## TASK TO CARRY OUT
Put every line of the records below into a JSON list of strings, one string per line, skipping blank lines. Leave the pictures out of the answer.

start ENTRIES SUPPLIED

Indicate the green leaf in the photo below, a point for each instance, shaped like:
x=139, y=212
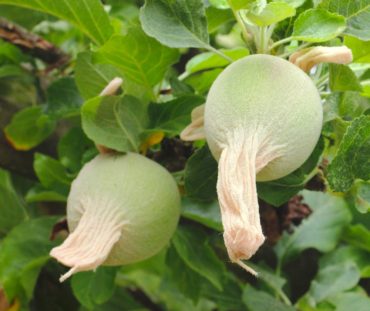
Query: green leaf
x=201, y=175
x=51, y=173
x=333, y=279
x=189, y=243
x=92, y=78
x=210, y=60
x=240, y=4
x=257, y=300
x=230, y=297
x=351, y=301
x=121, y=300
x=358, y=235
x=348, y=254
x=115, y=122
x=321, y=230
x=351, y=160
x=217, y=18
x=219, y=4
x=361, y=196
x=72, y=147
x=93, y=288
x=184, y=278
x=270, y=278
x=360, y=49
x=202, y=82
x=39, y=193
x=208, y=214
x=357, y=14
x=273, y=13
x=342, y=78
x=173, y=116
x=185, y=19
x=279, y=191
x=317, y=25
x=63, y=98
x=12, y=210
x=293, y=3
x=89, y=16
x=346, y=105
x=23, y=252
x=28, y=128
x=142, y=59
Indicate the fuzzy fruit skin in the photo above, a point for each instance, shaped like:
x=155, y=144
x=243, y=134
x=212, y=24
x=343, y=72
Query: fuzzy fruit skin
x=144, y=194
x=271, y=95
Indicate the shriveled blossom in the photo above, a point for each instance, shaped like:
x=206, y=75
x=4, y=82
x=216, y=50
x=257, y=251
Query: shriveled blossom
x=262, y=119
x=307, y=58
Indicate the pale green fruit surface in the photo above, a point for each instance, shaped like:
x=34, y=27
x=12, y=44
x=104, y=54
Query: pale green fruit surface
x=272, y=95
x=140, y=191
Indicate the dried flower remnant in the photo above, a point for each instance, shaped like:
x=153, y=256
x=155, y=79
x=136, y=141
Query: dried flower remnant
x=121, y=209
x=306, y=59
x=262, y=120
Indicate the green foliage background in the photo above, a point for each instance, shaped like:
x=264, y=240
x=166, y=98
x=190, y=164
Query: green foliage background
x=168, y=53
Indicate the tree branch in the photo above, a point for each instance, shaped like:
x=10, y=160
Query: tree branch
x=31, y=43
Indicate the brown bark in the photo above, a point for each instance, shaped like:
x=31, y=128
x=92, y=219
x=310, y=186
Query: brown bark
x=31, y=43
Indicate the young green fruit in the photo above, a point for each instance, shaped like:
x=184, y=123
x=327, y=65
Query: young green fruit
x=263, y=118
x=121, y=209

end ENTRIES SUPPLIED

## SOLUTION TO THE EXERCISE
[
  "Indicate the green leaf in the photo below, a point for each instance, shaped like:",
  "x=139, y=212",
  "Query: green leaf",
  "x=201, y=175",
  "x=51, y=173",
  "x=333, y=279",
  "x=189, y=243",
  "x=92, y=78",
  "x=210, y=60",
  "x=240, y=4",
  "x=257, y=300",
  "x=230, y=297",
  "x=351, y=301",
  "x=121, y=300",
  "x=358, y=235",
  "x=348, y=254",
  "x=115, y=122",
  "x=321, y=230",
  "x=351, y=160",
  "x=217, y=18",
  "x=219, y=4",
  "x=361, y=196",
  "x=72, y=147",
  "x=93, y=288",
  "x=184, y=278",
  "x=270, y=278",
  "x=360, y=49",
  "x=202, y=82",
  "x=39, y=193",
  "x=208, y=214",
  "x=357, y=14",
  "x=273, y=13",
  "x=342, y=78",
  "x=173, y=116",
  "x=185, y=19",
  "x=279, y=191",
  "x=317, y=25",
  "x=63, y=98",
  "x=12, y=210",
  "x=293, y=3",
  "x=89, y=16",
  "x=346, y=105",
  "x=23, y=252",
  "x=28, y=128",
  "x=142, y=59",
  "Indicate the fuzzy fruit skin in the photo above, a point for each instance, shaped like:",
  "x=155, y=144",
  "x=243, y=134",
  "x=212, y=24",
  "x=343, y=72",
  "Query: fuzzy fruit skin",
  "x=144, y=194",
  "x=271, y=95",
  "Indicate the shriveled blossom in the photo above, a point for each instance, shaped like:",
  "x=206, y=75",
  "x=4, y=82",
  "x=216, y=50",
  "x=257, y=251",
  "Query: shriveled blossom",
  "x=262, y=119",
  "x=307, y=58",
  "Indicate the pale green fruit surface in the photo above, a point for each instance, shaped like:",
  "x=34, y=27",
  "x=12, y=44",
  "x=104, y=54",
  "Query: pale green fruit surface",
  "x=272, y=95",
  "x=140, y=191",
  "Indicate the dried flower remnant in the photo above, a point for each instance, shaped like:",
  "x=153, y=256",
  "x=155, y=79",
  "x=136, y=141",
  "Query: dried flower remnant",
  "x=121, y=209",
  "x=306, y=59",
  "x=262, y=120",
  "Indicate the green foliage background in the photo above, a point for each instance, shaped like:",
  "x=264, y=240",
  "x=166, y=98",
  "x=190, y=164",
  "Query: green foliage background",
  "x=168, y=53",
  "Indicate the tree branch in the photo above, a point for each instance, shaped like:",
  "x=10, y=160",
  "Query: tree branch",
  "x=31, y=43",
  "Indicate the brown bark in the photo above, a point for each instance, shaped like:",
  "x=31, y=128",
  "x=92, y=219",
  "x=310, y=186",
  "Query: brown bark",
  "x=31, y=43",
  "Indicate the young green fruit in the photo above, a point for each instance, shaped like:",
  "x=184, y=123",
  "x=327, y=65",
  "Query: young green fruit",
  "x=263, y=118",
  "x=121, y=209"
]